▶ Aim
Write out the entries verbatim and leave the images out of the copy.

▶ Data supplied

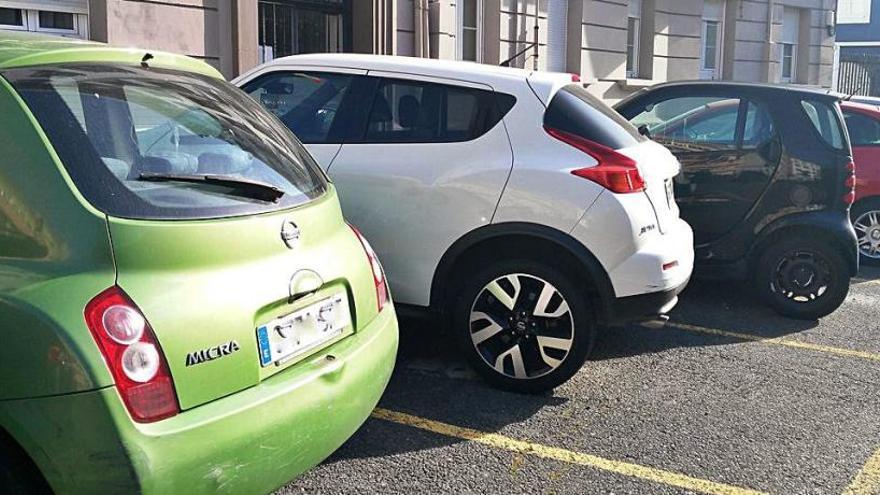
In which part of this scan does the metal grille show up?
[837,53,880,96]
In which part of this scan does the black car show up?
[615,81,858,319]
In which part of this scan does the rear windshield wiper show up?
[138,172,284,203]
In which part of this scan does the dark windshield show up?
[544,84,644,149]
[2,64,327,219]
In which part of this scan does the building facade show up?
[834,0,880,96]
[0,0,836,100]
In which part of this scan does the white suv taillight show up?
[85,286,180,423]
[544,126,645,194]
[348,224,388,311]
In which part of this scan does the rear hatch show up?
[4,64,378,410]
[544,84,681,233]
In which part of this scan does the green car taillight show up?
[348,224,388,311]
[85,286,180,423]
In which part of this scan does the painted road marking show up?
[843,450,880,495]
[666,322,880,362]
[373,408,764,495]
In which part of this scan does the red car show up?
[841,101,880,265]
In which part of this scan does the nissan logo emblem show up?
[281,220,300,249]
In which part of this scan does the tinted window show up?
[801,100,844,150]
[364,79,512,143]
[3,64,326,219]
[843,112,880,146]
[544,84,642,149]
[742,102,775,148]
[632,96,740,148]
[244,72,355,144]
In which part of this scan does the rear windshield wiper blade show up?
[138,172,284,203]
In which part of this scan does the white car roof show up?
[233,53,572,104]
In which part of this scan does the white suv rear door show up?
[329,71,513,305]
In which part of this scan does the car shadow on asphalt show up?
[590,280,819,361]
[324,318,568,464]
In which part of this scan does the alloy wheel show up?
[770,251,832,303]
[853,210,880,260]
[470,273,574,380]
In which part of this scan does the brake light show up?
[84,286,180,423]
[544,127,645,194]
[841,161,856,206]
[348,224,388,311]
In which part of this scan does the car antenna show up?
[843,83,865,101]
[141,52,153,69]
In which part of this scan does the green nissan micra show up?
[0,33,398,493]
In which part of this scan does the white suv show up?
[234,54,693,392]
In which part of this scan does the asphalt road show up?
[278,269,880,495]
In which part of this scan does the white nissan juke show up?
[234,54,693,392]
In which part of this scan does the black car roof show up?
[621,80,846,103]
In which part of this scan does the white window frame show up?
[455,0,483,62]
[837,0,872,24]
[27,10,79,34]
[625,0,642,79]
[700,0,727,80]
[0,7,29,31]
[0,9,89,39]
[700,19,724,80]
[779,41,797,83]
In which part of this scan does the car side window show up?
[631,96,740,149]
[364,79,509,143]
[243,71,355,144]
[742,101,776,148]
[843,111,880,146]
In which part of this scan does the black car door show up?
[618,88,780,246]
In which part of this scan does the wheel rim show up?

▶ Worked answer
In which part of this scan does the metal grille show up?
[837,53,880,96]
In which part of this scan does the black car show up?
[615,81,858,319]
In which part of this scan does the rear windshield wiper show up?
[138,172,284,203]
In which part of this scan does the dark windshield show up?
[544,84,644,149]
[2,64,327,219]
In which part of this scan does the building facade show up?
[834,0,880,96]
[0,0,836,100]
In which part of this scan does the white suv taillight show up?
[85,286,180,423]
[544,126,645,194]
[348,224,388,311]
In which part of this scan does the rear hatch show up?
[4,64,378,410]
[544,84,681,233]
In which part of this scan does the green car taillight show up?
[348,224,388,311]
[85,286,180,423]
In which part of this scan does the painted road marking show up?
[843,450,880,495]
[666,322,880,362]
[373,408,764,495]
In which part of this scan does the red car show up?
[841,101,880,265]
In which part of this scan does the nissan logo emblem show up?
[281,220,300,249]
In which part of this scan does the tinted window show up?
[801,100,844,150]
[364,79,512,143]
[3,64,326,219]
[843,112,880,146]
[544,84,642,149]
[742,102,775,148]
[632,96,740,148]
[244,72,355,144]
In which part of this scan does the rear windshield wiper blade show up?
[138,172,284,203]
In which part of this scan does the white car roof show up?
[233,53,572,104]
In which part of this scan does the white suv rear door show up?
[329,71,513,305]
In which part of this scan does the car shadow on asphalt show up?
[590,280,819,361]
[324,318,568,464]
In which part of this scan does the alloy wheel show up?
[770,251,832,303]
[853,210,880,260]
[470,273,574,380]
In which part of this scan does the brake light show up?
[84,286,180,423]
[544,127,645,194]
[841,161,856,206]
[348,224,388,311]
In which part of this scan does the car antenna show up?
[843,83,865,101]
[141,52,153,69]
In which part of this scan does the green nissan micra show up?
[0,33,398,493]
In which part of this scan does the white suv show up?
[234,54,693,392]
In which part of this scan does the asphalt road show up?
[278,269,880,495]
In which part of this scan does the white nissan juke show up?
[234,54,693,392]
In which part of this scan does the black car roof show up?
[621,80,846,103]
In which part of this scan does the white window frame show up?
[455,0,483,62]
[837,0,872,24]
[27,10,79,34]
[625,0,642,79]
[700,0,727,80]
[0,7,29,31]
[0,9,89,39]
[700,19,724,80]
[779,41,797,83]
In which part of this scan does the car side window show up?
[631,96,740,149]
[364,79,509,143]
[243,71,355,144]
[742,101,776,148]
[843,111,880,146]
In which part of this scan does the black car door show up?
[618,88,780,246]
In which part of this scan does the wheel rim show up?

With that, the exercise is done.